Data Science

Predicting CPG Sales: A Comparison of Demographics vs Traditional Segmentation vs PersonaLive

Elizabeth Gilbert
Jack Schroder

|

August 11, 2021

“How can I best predict my retail sales?”

With so many options to predict sales outcomes, is demographics, psychographic segmentations, or something else the most powerful choice? In this case study, we’ll explore the options, and find how best to predict retail sales. 

Input Data

In this study, we’ll compare 3 different datasets’ performance in predicting sales data: 

  1. Basic demographics variables age and income
  2. A leading psychographic segmentation
  3. PersonaLive™, the new segmentation by Spatial.ai 

The new PersonaLive™ segmentation system organizes households into one of 80 behavioral segments based on social, mobile, web, and individual demographic characteristics.

Hypothesis

Psychographic segmentation systems categorize people based on demographic traits alone, whereas PersonaLive™ was created using not only demographics but also cell phone movement data, social media, and website visitation. We hypothesize that this added behavioral data improves the segmentation’s ability to predict sales outcomes.

____________________

→ What you have to do: Say whether each statement agrees with the case study on predicting retail sales above. Answer yes or no for each, and quote the words from the case study that decide it. (a) PersonaLive™ places households into one of 80 behavioral segments. (b) The study compares the performance of four datasets. (c) Psychographic segmentation systems draw on cell phone movement data.

____________________

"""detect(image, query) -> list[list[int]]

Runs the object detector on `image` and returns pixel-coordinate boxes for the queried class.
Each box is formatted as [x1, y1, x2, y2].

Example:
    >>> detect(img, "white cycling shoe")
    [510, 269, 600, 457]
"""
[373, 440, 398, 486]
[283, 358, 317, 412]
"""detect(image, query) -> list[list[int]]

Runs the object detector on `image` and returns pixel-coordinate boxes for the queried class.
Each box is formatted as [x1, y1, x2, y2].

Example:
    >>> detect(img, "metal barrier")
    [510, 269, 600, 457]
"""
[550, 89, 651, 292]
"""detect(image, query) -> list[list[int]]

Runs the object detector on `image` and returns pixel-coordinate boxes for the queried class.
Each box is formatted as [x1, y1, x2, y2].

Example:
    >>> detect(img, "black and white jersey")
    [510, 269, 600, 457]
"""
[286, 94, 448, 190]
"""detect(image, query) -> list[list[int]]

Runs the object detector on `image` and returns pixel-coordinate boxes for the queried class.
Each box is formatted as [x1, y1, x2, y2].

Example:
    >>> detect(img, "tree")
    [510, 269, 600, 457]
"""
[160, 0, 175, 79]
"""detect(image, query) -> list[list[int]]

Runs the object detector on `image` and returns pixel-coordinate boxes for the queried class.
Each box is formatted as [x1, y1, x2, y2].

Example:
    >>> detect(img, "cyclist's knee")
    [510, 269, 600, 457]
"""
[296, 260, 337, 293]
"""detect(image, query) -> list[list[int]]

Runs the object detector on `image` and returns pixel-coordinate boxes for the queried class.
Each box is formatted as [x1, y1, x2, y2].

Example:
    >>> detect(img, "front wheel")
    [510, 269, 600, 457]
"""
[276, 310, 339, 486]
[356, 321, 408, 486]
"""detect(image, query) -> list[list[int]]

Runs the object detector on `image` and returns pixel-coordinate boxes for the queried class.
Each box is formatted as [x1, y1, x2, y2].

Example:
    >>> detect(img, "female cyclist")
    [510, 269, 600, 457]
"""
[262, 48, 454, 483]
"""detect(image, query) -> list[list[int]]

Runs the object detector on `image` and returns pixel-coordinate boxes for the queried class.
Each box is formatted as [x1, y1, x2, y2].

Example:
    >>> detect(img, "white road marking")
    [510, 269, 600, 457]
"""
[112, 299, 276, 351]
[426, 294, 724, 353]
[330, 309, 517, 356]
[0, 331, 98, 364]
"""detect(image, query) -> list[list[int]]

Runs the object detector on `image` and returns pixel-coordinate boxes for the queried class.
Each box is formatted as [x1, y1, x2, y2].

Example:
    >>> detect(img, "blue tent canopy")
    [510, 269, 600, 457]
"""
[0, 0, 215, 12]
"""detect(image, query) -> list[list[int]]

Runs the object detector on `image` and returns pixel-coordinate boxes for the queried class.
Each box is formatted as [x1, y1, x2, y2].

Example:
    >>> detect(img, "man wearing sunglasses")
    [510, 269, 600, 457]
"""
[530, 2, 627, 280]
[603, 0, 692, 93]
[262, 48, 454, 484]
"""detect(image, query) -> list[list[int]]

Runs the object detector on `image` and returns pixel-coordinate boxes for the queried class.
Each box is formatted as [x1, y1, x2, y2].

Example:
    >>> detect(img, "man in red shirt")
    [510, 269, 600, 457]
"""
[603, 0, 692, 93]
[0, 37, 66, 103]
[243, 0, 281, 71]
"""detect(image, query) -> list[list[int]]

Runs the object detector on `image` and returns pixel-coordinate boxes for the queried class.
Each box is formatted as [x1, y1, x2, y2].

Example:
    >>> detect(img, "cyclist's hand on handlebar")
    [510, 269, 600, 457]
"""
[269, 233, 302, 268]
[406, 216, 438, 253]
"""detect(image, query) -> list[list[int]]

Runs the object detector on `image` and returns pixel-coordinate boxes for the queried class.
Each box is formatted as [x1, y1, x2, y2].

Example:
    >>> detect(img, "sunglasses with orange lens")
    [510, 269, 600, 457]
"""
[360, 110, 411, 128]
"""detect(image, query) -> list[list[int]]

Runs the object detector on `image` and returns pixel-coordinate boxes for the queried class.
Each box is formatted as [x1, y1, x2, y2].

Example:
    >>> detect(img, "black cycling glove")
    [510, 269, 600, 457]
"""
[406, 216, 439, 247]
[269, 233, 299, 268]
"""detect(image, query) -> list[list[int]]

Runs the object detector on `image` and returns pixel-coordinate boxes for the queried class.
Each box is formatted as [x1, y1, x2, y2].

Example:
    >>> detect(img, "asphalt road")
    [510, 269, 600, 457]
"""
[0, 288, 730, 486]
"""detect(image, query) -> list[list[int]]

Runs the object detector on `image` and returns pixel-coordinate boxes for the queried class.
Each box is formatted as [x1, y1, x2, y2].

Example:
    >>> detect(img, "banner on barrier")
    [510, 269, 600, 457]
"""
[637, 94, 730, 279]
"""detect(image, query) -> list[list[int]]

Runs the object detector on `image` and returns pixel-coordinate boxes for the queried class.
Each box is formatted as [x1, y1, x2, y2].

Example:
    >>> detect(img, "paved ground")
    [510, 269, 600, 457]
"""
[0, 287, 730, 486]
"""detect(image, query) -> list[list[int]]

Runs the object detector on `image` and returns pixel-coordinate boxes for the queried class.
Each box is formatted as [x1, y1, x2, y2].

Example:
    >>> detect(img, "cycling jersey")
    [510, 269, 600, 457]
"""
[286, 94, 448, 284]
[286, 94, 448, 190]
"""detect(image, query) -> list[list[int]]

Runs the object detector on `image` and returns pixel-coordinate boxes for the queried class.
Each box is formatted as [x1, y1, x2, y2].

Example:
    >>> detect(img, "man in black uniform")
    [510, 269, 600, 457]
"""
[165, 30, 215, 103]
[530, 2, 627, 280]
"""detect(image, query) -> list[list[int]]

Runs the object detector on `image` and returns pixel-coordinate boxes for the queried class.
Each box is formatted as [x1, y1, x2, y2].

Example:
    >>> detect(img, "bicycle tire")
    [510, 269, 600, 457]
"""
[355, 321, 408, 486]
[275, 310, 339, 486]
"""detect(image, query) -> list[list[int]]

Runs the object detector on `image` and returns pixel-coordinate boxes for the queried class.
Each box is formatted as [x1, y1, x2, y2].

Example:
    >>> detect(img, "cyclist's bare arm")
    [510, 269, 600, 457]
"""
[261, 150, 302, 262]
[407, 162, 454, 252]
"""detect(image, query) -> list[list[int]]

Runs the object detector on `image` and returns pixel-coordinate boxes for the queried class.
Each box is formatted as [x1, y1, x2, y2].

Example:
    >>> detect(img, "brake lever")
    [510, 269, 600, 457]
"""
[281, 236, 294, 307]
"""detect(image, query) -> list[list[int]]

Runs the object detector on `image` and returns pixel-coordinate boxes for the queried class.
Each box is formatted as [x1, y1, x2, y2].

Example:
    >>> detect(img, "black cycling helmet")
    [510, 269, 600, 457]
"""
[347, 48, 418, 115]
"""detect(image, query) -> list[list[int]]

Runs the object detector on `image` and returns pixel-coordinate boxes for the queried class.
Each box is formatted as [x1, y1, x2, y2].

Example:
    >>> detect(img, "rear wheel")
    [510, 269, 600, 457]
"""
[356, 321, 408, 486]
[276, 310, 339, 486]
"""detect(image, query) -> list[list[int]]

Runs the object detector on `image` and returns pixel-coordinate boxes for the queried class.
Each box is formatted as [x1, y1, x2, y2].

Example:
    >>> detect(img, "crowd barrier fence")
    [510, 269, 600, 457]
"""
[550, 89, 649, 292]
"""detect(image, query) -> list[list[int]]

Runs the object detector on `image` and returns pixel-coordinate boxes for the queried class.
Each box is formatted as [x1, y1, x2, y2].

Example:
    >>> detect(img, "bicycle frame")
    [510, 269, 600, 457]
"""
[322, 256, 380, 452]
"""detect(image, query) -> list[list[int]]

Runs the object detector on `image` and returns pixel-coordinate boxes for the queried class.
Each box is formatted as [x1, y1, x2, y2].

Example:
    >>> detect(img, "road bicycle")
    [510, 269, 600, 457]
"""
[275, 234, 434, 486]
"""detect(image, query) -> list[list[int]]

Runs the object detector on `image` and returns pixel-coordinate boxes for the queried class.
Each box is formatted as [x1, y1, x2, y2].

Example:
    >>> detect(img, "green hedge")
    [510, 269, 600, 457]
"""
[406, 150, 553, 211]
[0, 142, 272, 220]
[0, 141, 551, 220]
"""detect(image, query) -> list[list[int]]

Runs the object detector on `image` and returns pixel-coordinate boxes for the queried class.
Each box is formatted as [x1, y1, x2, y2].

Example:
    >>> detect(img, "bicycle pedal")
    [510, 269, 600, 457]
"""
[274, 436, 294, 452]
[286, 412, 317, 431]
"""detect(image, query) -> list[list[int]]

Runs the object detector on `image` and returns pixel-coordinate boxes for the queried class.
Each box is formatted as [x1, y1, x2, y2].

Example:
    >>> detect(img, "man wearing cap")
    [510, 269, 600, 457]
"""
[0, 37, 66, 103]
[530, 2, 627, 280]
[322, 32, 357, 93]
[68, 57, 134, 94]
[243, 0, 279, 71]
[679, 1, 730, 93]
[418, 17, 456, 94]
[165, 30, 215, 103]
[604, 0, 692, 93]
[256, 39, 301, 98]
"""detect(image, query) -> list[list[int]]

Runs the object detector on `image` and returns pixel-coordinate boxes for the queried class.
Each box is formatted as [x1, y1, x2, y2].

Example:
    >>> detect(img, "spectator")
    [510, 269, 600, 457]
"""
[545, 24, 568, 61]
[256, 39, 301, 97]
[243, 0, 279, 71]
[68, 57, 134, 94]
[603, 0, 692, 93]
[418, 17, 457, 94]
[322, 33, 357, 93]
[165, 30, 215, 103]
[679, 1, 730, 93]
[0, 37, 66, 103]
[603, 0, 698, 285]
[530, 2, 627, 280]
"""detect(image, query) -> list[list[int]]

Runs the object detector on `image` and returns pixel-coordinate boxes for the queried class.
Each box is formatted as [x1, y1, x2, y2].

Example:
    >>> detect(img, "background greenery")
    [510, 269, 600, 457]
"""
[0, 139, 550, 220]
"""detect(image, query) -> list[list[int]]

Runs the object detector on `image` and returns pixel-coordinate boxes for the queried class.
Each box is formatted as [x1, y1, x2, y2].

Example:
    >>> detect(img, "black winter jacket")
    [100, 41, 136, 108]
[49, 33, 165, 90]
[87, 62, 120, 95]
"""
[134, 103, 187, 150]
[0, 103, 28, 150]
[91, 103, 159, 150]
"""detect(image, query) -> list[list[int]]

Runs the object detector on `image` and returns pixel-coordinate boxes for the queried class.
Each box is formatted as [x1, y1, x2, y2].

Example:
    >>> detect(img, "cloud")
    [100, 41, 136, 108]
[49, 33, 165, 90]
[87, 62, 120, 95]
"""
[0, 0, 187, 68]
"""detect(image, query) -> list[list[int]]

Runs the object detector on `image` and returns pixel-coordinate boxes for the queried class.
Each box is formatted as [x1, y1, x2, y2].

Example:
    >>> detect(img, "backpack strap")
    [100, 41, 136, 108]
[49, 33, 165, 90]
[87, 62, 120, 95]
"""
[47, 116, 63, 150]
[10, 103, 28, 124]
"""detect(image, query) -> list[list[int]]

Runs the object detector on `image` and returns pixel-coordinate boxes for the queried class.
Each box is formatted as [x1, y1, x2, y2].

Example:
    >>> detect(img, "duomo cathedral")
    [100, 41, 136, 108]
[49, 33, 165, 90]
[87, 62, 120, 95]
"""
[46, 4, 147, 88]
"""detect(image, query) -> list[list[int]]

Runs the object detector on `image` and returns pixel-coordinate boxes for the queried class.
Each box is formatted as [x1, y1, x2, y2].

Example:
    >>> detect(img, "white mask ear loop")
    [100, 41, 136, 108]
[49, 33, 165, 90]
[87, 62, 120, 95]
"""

____________________

→ Answer to this problem:
(a) Yes: "organizes households into one of 80 behavioral segments"
(b) No: "we’ll compare 3 different datasets’ performance in predicting sales data"
(c) No: "Psychographic segmentation systems categorize people based on demographic traits alone"